-- start of SELECTION --

# 3 in 1 DRO "Z" axis placement



## Grasshopper (Jul 28, 2019)

I recently purchased an neglected Smithy Midas 1220 LTD. The brand and model number are probably not important as I believe the unit was built by Seig and might have been available under many different names. It came with a 3 axis SST DRO (Canadian made). The X & Y were attached but not the Z, when purchased.  Has anyone here had experience with mounting a Z axis sender on a 3 in 1 or any pic's of this? TIA, Kent


----------



## benmychree (Jul 28, 2019)

It would seem that you have only one axis left; that of the vertical spindle quill.


----------



## Bob Korves (Jul 28, 2019)

I am not understanding your question.  Z on a lathe is toward and away from the chuck, in line with the center of rotation, on the mill portion it would be drill chuck up and down.  The cross feed is X, and an axis 90 degrees to that, like a milling attachment, would be Y.


----------



## benmychree (Jul 28, 2019)

I was not raised with all this alphabet stuff --- parallel with the spindle axis is long(nitudinal) feed ; 90 deg to that is cross feed; the compound is what it is --- so, presumably for practical purposes, the one left subject to practical use is the quill feed.
I'm stating what is practical for the application, not splitting hairs as to definition of terms.


----------



## RJSakowski (Jul 28, 2019)

I put a third axis on the tailstock quill on my lathe but on a combo machine, I would opt for the mill quill.  T would mount the pickup on the right side or in back of the head of the head and make the scale the the movable component, attached to the a side arm from the quill.  I did a similar mount for my tailstock.


----------



## Grasshopper (Jul 28, 2019)

Yes, I am referring to the mill. I don't see a way to mount the sender to the quill. Was hoping that someone had pics of how they'd placed it. I can just use the markings on the machine and save the 3rd sender as a replacement for the Y or X sender if one were to break.


----------



## tweinke (Jul 28, 2019)

I made a collar that goes around the quill and attached the read head on the rear side of the head on my Shoptask 1720. I can get a picture tomorrow if you want.


----------



## Grasshopper (Jul 29, 2019)

tweinke said:


> I made a collar that goes around the quill and attached the read head on the rear side of the head on my Shoptask 1720. I can get a picture tomorrow if you want.


That would be greatly appreciated. Thank you.


----------



## tweinke (Jul 30, 2019)

Ok, here you go. I am using iGauging scales and Touch DRO but I think the general idea is what you need.


----------



## tweinke (Jul 30, 2019)

and this one also


----------



## bill70j (Jul 30, 2019)

Grasshopper said:


> Has anyone here had experience with mounting a Z axis sender on a 3 in 1 or any pic's of this? TIA, Kent



Here is an i-gaging installation on a Smithy Granite that includes a quill stop, plus the drawings to go along with it.


----------



## Grasshopper (Jul 30, 2019)

Excellent replies. Thank you both, Gentlemen. I now have a project. And since I saved the aluminum from my old floor jack, I have the raw material to do so. Thx again. Greatly appreciated. Kent


----------



## bill70j (Jul 30, 2019)

Grasshopper said:


> Excellent replies. Thank you both, Gentlemen. I now have a project. And since I saved the aluminum from my old floor jack, I have the raw material to do so. Thx again. Greatly appreciated. Kent


Kent:

You are quite welcome.  Good luck on the Z axis on your 3 in 1.

Bill


----------

-- end of SELECTION --
-- start of MATERIALS PROVIDED --

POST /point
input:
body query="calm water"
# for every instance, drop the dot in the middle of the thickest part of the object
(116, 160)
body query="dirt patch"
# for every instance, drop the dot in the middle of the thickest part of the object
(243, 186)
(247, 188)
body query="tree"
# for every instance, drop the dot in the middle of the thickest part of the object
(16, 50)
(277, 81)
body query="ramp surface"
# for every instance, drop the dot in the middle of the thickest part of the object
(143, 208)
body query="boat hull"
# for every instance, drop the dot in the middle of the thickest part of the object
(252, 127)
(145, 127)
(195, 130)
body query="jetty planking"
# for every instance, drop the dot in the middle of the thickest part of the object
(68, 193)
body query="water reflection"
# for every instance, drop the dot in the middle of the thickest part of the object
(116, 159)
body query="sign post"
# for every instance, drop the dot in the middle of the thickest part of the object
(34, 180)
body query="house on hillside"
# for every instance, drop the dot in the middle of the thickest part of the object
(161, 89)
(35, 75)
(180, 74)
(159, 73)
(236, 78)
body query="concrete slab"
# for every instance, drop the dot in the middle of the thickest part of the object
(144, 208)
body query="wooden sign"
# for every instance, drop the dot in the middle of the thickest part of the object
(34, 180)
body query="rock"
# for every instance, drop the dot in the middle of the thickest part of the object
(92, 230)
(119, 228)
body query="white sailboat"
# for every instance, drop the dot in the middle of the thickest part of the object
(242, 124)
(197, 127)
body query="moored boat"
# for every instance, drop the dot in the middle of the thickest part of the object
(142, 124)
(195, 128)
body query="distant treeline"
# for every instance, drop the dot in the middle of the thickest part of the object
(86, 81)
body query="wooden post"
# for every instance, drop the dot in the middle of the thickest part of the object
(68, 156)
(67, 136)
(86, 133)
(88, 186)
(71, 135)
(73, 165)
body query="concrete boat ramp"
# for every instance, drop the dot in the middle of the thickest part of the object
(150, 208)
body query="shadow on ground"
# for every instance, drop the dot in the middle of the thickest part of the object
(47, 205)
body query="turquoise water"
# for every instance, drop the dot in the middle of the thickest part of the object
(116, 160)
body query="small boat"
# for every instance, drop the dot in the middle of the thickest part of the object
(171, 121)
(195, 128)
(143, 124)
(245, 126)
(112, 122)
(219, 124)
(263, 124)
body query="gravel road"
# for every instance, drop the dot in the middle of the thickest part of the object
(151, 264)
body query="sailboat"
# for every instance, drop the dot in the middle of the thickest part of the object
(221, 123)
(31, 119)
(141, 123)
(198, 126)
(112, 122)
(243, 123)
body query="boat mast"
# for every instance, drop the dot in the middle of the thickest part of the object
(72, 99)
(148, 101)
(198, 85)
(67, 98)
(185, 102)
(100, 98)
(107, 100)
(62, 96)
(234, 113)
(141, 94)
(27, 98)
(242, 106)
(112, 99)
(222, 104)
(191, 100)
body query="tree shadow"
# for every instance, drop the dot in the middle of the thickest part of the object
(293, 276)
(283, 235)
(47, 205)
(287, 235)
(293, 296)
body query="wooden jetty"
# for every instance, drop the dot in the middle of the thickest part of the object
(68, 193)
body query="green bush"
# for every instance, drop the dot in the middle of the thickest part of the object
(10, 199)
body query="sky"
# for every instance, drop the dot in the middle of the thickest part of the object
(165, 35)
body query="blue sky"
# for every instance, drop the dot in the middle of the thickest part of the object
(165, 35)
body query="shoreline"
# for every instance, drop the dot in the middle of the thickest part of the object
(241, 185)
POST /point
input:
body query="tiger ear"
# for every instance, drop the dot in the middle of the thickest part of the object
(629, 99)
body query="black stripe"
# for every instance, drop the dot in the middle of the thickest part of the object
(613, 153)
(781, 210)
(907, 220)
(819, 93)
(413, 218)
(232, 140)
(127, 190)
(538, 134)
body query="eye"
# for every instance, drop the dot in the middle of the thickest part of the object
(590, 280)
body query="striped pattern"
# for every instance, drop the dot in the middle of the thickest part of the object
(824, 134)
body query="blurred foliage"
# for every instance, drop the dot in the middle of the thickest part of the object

-- end of MATERIALS PROVIDED --

SET OF TASKS:
**1.** Answer these questions from the forum thread about mounting a Z axis DRO on a 3 in 1 machine:
(a) What brand and model of machine did Grasshopper purchase?
(b) On which machine did tweinke attach the read head to the rear side of the head?
(c) What material did Grasshopper save from an old floor jack?
**2.** Count the lines of the records that contain the string "ramp", and give only that number.
The forum thread and the records have no connection to each other.

SOLVED PROBLEMS:
**1.**
(a) A Smithy Midas 1220 LTD.
(b) A Shoptask 1720.
(c) Aluminum.

**2.** 2